··· EXERCISE MATERIALS

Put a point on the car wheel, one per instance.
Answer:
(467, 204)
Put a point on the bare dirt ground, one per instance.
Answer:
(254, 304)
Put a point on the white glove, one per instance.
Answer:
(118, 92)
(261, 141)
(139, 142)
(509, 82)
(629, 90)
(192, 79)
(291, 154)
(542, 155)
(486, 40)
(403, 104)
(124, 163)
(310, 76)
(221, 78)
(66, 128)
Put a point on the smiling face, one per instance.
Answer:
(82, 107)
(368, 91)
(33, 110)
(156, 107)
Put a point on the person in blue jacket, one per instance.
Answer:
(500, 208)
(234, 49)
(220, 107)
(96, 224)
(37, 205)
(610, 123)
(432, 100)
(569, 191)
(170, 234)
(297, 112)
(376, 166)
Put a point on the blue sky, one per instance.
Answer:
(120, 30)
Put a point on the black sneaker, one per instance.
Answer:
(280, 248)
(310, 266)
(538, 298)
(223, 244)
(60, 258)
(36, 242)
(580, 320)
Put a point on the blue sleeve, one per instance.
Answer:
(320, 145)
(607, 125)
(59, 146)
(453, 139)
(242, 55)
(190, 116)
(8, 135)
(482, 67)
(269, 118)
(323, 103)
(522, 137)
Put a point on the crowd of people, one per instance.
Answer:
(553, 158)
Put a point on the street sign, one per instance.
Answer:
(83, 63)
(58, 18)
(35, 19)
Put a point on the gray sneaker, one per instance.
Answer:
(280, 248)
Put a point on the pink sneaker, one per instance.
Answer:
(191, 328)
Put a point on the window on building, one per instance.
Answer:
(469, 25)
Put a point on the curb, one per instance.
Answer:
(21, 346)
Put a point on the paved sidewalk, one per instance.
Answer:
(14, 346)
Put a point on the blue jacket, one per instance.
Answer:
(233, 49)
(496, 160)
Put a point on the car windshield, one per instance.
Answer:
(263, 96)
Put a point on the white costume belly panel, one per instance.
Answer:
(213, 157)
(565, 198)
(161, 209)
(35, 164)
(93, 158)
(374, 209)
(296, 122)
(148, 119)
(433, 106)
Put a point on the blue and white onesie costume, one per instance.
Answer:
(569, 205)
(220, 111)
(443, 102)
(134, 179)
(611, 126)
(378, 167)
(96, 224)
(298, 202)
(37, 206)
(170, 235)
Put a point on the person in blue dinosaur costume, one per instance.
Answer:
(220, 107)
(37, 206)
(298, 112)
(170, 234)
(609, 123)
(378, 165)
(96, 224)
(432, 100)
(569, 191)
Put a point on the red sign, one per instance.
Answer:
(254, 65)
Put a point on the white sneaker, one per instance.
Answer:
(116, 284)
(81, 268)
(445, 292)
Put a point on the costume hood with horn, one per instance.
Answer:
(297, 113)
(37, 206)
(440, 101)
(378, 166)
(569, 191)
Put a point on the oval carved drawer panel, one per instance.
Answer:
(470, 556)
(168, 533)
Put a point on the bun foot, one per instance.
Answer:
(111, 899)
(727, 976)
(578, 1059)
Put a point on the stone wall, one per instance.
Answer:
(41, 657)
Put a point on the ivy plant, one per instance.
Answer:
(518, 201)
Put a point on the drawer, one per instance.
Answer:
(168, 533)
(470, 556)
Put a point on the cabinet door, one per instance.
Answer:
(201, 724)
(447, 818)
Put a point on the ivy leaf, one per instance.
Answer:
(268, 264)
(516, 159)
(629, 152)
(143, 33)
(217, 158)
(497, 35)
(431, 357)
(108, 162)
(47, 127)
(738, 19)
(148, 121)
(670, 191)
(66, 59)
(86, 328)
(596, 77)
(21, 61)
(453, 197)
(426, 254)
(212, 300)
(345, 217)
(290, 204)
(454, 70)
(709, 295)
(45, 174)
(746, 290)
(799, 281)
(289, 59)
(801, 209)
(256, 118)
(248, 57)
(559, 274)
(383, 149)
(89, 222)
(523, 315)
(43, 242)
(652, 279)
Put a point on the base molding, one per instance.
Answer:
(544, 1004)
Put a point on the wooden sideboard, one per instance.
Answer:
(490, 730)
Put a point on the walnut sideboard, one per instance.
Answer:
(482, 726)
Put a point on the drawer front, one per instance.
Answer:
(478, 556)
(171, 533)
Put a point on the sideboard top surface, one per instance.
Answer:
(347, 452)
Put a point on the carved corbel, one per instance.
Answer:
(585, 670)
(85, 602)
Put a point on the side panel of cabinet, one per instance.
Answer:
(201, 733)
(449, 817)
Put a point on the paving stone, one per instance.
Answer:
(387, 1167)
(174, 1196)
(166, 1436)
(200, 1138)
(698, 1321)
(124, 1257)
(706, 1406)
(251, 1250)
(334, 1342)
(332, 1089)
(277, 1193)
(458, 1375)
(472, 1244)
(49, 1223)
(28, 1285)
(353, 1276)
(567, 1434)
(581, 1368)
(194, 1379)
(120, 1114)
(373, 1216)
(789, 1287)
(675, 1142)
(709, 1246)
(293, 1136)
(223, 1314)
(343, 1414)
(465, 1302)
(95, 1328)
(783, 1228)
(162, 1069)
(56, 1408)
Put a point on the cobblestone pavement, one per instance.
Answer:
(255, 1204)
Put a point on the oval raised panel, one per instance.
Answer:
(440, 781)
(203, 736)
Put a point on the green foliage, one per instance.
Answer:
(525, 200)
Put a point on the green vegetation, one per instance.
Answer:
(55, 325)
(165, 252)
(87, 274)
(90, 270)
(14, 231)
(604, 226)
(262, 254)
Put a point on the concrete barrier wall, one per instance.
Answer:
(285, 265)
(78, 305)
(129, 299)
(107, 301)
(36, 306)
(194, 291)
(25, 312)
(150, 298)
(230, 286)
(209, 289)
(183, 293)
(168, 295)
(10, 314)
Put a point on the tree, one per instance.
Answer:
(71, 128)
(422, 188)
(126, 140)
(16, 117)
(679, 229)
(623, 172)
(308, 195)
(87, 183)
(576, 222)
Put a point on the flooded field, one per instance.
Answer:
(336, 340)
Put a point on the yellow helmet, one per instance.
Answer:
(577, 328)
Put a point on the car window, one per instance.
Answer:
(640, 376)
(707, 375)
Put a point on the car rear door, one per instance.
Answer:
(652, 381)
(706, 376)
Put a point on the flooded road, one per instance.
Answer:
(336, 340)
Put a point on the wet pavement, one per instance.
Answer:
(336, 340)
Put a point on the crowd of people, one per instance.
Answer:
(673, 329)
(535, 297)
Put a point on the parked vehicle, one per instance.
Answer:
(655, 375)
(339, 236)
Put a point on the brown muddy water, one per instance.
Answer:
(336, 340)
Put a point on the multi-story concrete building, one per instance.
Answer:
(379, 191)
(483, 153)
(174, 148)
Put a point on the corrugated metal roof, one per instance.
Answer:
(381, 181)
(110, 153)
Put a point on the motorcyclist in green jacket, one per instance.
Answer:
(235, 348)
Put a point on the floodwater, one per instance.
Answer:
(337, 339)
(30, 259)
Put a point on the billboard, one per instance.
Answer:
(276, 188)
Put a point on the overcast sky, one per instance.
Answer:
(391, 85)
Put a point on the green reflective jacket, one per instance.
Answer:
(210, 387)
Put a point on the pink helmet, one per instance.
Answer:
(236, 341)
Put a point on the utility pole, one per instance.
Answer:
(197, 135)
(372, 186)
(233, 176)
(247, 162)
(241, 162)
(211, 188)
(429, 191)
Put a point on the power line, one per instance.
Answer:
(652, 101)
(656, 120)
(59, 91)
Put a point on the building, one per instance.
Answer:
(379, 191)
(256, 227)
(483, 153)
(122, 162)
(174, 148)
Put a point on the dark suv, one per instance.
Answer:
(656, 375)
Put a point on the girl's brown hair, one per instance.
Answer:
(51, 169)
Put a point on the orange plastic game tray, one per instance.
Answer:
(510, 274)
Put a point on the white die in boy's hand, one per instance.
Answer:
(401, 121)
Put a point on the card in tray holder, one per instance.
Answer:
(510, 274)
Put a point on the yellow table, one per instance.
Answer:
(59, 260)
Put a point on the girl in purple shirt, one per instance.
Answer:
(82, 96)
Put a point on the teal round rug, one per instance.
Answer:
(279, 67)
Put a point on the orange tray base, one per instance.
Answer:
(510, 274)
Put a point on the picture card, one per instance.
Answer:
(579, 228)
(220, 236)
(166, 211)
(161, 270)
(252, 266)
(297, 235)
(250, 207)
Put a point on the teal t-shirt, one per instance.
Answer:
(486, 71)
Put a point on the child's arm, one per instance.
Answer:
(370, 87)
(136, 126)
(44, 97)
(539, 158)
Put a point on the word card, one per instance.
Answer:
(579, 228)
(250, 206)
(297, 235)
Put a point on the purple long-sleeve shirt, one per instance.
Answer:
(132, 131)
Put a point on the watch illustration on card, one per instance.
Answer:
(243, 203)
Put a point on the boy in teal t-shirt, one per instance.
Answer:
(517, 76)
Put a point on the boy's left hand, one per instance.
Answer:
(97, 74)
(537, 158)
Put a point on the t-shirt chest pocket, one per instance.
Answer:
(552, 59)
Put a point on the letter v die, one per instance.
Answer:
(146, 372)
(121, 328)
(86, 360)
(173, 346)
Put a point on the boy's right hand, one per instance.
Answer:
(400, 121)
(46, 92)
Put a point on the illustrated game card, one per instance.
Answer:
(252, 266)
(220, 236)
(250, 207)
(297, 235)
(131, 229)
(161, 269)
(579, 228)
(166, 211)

······

• WORK TO BE COMPLETED:
Pull every line with the string "white" from the data above.

• COMPLETED TASK:
Put a point on the white glove, one per instance.
Put a point on the white costume belly panel, one per instance.
Put a point on the blue and white onesie costume, one per instance.
Put a point on the white sneaker, one per instance.
Put a point on the white die in boy's hand, one per instance.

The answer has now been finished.